What is needed: Extract the complete listing and output it unchanged.

::::::::::

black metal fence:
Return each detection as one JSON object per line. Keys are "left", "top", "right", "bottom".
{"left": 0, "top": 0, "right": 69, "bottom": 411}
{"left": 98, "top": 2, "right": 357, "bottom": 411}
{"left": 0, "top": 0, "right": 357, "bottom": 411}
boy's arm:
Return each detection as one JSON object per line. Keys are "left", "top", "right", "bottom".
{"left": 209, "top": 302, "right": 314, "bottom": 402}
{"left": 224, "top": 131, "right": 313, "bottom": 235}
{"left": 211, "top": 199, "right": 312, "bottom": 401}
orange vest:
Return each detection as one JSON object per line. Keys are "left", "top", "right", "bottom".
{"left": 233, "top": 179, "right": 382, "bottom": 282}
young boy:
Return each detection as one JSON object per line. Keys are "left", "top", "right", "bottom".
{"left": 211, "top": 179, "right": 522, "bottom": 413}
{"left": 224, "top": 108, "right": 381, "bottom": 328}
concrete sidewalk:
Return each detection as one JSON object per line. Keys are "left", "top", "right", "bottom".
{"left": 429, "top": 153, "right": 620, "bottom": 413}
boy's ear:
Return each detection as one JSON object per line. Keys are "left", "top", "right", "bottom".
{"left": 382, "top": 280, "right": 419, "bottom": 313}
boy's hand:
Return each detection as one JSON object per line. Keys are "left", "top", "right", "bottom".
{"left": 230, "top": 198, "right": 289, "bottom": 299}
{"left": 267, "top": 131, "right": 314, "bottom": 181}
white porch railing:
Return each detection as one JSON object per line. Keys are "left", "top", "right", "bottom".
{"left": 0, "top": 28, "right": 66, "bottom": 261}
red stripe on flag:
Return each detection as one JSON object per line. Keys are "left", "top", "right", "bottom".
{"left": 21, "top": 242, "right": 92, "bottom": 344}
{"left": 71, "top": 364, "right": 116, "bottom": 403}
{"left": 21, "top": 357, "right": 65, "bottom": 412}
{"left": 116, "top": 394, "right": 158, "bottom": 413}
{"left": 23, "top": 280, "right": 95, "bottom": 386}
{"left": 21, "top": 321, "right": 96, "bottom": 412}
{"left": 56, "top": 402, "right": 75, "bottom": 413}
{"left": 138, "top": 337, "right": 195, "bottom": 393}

::::::::::

Result of this task:
black metal fence:
Return each detection as one JSON object per line. Keys are "left", "top", "right", "bottom".
{"left": 0, "top": 0, "right": 69, "bottom": 411}
{"left": 98, "top": 2, "right": 357, "bottom": 411}
{"left": 0, "top": 0, "right": 357, "bottom": 411}
boy's arm:
Return each detection as one JSON object per line. Keys are "left", "top", "right", "bottom".
{"left": 209, "top": 302, "right": 314, "bottom": 402}
{"left": 224, "top": 131, "right": 313, "bottom": 235}
{"left": 211, "top": 199, "right": 312, "bottom": 401}
orange vest:
Return each detection as one JSON object per line. Keys are "left", "top", "right", "bottom".
{"left": 233, "top": 179, "right": 382, "bottom": 282}
young boy:
Return each detection as one JSON object per line. Keys are "left", "top", "right", "bottom".
{"left": 211, "top": 179, "right": 522, "bottom": 413}
{"left": 224, "top": 108, "right": 381, "bottom": 328}
concrete sidewalk:
Return each detection as one JSON object per line. Keys are "left", "top", "right", "bottom".
{"left": 429, "top": 153, "right": 620, "bottom": 413}
boy's ear:
Return each detection as one JSON object per line. Keys are "left", "top", "right", "bottom".
{"left": 382, "top": 280, "right": 419, "bottom": 313}
boy's hand:
Return each detection as one JSON object per line. Keys are "left", "top", "right", "bottom".
{"left": 230, "top": 198, "right": 289, "bottom": 299}
{"left": 267, "top": 131, "right": 314, "bottom": 181}
white porch railing:
Return each detection as one JSON object per line. Keys are "left", "top", "right", "bottom".
{"left": 0, "top": 28, "right": 66, "bottom": 261}
red stripe on flag:
Return each detection as one JSON object per line. Keys are "left", "top", "right", "bottom".
{"left": 21, "top": 242, "right": 92, "bottom": 344}
{"left": 71, "top": 364, "right": 116, "bottom": 403}
{"left": 21, "top": 357, "right": 65, "bottom": 412}
{"left": 116, "top": 394, "right": 158, "bottom": 413}
{"left": 23, "top": 280, "right": 95, "bottom": 386}
{"left": 21, "top": 321, "right": 96, "bottom": 412}
{"left": 56, "top": 402, "right": 75, "bottom": 413}
{"left": 138, "top": 337, "right": 195, "bottom": 393}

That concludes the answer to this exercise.